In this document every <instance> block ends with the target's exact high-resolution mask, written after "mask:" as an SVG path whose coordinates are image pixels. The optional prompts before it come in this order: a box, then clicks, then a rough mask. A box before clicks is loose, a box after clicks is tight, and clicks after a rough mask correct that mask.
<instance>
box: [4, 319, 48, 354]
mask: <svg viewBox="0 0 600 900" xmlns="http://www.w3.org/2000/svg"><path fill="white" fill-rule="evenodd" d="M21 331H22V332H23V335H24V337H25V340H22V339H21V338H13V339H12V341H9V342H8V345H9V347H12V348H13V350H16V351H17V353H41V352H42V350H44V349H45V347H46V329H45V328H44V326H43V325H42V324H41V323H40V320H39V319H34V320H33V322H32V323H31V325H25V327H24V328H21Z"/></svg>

---

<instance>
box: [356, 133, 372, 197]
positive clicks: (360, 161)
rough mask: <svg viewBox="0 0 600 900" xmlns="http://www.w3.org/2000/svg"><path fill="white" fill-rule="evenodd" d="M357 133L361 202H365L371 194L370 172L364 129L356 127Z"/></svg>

--

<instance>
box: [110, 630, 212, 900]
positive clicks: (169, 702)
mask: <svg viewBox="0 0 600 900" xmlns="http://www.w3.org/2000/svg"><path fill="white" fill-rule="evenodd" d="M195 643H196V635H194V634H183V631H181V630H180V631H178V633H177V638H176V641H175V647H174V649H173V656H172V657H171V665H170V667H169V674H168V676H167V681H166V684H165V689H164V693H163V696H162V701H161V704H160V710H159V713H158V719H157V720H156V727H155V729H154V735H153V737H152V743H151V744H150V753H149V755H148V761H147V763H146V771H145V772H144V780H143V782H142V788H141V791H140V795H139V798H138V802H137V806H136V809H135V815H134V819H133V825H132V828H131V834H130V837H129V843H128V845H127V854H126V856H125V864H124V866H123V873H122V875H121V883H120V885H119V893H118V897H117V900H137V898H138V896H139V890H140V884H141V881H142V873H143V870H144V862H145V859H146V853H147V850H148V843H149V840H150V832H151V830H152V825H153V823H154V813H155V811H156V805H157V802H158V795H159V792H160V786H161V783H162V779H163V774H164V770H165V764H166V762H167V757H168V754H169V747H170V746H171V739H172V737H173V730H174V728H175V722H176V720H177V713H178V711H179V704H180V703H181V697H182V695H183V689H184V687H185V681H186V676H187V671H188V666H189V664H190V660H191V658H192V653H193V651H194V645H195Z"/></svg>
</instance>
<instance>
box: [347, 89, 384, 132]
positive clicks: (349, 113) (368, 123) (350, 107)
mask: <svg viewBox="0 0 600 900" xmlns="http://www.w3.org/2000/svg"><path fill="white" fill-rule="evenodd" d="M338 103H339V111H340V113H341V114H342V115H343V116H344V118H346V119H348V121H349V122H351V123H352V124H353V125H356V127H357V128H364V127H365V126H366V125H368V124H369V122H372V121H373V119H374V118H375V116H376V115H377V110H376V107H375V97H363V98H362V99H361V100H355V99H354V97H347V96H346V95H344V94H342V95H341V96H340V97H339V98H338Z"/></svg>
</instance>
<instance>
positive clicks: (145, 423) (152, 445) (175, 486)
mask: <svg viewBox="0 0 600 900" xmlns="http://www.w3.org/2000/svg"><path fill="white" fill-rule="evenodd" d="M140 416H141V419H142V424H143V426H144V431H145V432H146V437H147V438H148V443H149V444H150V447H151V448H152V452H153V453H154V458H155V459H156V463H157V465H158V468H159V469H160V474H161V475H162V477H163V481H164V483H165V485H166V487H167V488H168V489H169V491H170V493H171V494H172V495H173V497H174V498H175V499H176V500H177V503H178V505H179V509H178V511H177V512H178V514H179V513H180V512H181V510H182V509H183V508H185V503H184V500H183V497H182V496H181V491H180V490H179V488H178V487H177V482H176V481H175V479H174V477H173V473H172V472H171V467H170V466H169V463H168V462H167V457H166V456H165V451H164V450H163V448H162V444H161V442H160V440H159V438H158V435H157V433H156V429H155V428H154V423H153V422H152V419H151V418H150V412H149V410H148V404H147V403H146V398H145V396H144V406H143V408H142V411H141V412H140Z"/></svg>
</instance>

→ **Assigned task**
Could you reproduce exactly the lines of the entries above, from the one with "box: [356, 133, 372, 197]" through the one with "rough mask: <svg", and nothing else?

→ **Task result**
box: [356, 133, 372, 197]
positive clicks: (360, 161)
rough mask: <svg viewBox="0 0 600 900" xmlns="http://www.w3.org/2000/svg"><path fill="white" fill-rule="evenodd" d="M357 133L361 202H365L371 194L370 172L364 129L356 127Z"/></svg>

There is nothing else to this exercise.